═══ Quoted passage

Call for Papers UK Conference | The 'Holocaust by Bullets' in Literature, Film and Visual Art

The Shoah Memorial, Milan
Thursday, 14 March, 2024

Date: 18 September 2024 - 19 September 2024, 10:00AM - 6:00PM GMT | Location: Bedford Room, G37, Ground Floor, Senate House, Malet Street, London, UK | Deadline: 22 March 2024

Bestselling novels such as Jonathan Safran Foer’s Everything is Illuminated (2002, film adaptation 2005), Jonathan Littell’s Les Bienveillantes (2006, The Kindly Ones, 2009) and Katja Petrowskaja’s Vielleicht Esther (2014, Maybe Esther, 2018) have increased public and scholarly discussion of Holocaust mass shootings and their remembrance, yet remain notable exceptions to an overall scarcity of representations of these atrocities. For the most part, literary, cinematic and artistic depictions of mass shootings have been belated, schematic and often at the margins of works dealing with other themes or with other facets of the Holocaust. While specific events, such as the Babi Jar massacre of September 1941, have found their place in memory and art, many more events are still being recovered for commemoration. 

In recent years, popular histories such as Father Patrick Desbois’s The Holocaust by Bullets: A Priest's Journey to Uncover the Truth Behind the Murder of 1.5 Million Jews (2008) and Timothy Snyder’s Bloodlands: Europe Between Stalin and Hitler (2010), have provided a language for speaking about mass shootings that has been taken up by artists and scholars alike. Nevertheless, the idea that mass shooting may form a category of experience, and of representation, that may benefit from separate consideration is only gradually taking hold and theorisation of the specific ethical issues associated with the representation of the so-called 'Holocaust by bullets' is likewise only beginning (Vice, 2019).

══════

■ To do
Pull out the full call for papers above, word for word and complete.

═══ Given information

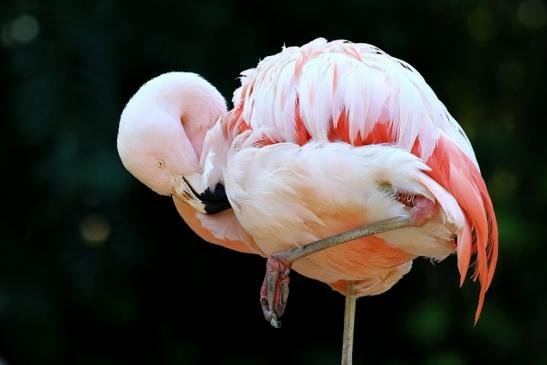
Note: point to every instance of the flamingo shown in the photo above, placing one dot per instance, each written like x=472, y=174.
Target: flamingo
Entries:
x=337, y=161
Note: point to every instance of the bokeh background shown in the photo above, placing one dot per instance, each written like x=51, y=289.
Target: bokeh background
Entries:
x=96, y=269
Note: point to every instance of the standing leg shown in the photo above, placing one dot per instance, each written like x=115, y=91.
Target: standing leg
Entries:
x=349, y=321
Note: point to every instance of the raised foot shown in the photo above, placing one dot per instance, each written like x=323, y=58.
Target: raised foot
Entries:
x=275, y=289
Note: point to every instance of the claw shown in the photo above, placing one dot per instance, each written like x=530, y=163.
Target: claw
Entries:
x=275, y=290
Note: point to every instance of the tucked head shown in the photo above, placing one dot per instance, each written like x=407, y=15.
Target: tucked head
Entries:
x=162, y=129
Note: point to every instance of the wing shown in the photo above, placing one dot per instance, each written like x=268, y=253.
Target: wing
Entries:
x=356, y=93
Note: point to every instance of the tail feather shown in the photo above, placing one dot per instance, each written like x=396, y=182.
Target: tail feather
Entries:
x=451, y=168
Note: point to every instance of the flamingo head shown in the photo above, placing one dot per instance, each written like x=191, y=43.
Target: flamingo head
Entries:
x=162, y=129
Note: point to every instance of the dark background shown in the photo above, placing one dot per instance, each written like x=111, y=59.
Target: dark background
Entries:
x=97, y=269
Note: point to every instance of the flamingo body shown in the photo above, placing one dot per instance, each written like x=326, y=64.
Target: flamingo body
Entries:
x=322, y=138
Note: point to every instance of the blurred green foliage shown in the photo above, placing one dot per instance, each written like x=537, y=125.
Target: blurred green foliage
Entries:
x=96, y=269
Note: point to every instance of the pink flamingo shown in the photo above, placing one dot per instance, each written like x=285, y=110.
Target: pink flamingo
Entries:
x=337, y=161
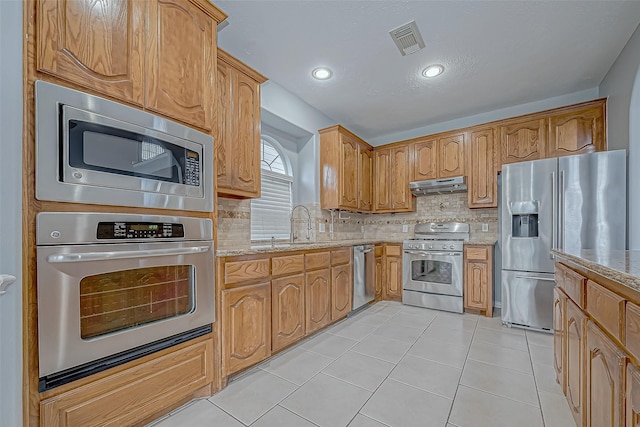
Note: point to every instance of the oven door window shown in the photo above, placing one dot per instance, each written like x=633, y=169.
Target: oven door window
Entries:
x=119, y=300
x=432, y=271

══════

■ Solved exercise
Call for Papers UK Conference | The 'Holocaust by Bullets' in Literature, Film and Visual Art

The Shoah Memorial, Milan
Thursday, 14 March, 2024

Date: 18 September 2024 - 19 September 2024, 10:00AM - 6:00PM GMT | Location: Bedford Room, G37, Ground Floor, Senate House, Malet Street, London, UK | Deadline: 22 March 2024

Bestselling novels such as Jonathan Safran Foer’s Everything is Illuminated (2002, film adaptation 2005), Jonathan Littell’s Les Bienveillantes (2006, The Kindly Ones, 2009) and Katja Petrowskaja’s Vielleicht Esther (2014, Maybe Esther, 2018) have increased public and scholarly discussion of Holocaust mass shootings and their remembrance, yet remain notable exceptions to an overall scarcity of representations of these atrocities. For the most part, literary, cinematic and artistic depictions of mass shootings have been belated, schematic and often at the margins of works dealing with other themes or with other facets of the Holocaust. While specific events, such as the Babi Jar massacre of September 1941, have found their place in memory and art, many more events are still being recovered for commemoration. 

In recent years, popular histories such as Father Patrick Desbois’s The Holocaust by Bullets: A Priest's Journey to Uncover the Truth Behind the Murder of 1.5 Million Jews (2008) and Timothy Snyder’s Bloodlands: Europe Between Stalin and Hitler (2010), have provided a language for speaking about mass shootings that has been taken up by artists and scholars alike. Nevertheless, the idea that mass shooting may form a category of experience, and of representation, that may benefit from separate consideration is only gradually taking hold and theorisation of the specific ethical issues associated with the representation of the so-called 'Holocaust by bullets' is likewise only beginning (Vice, 2019).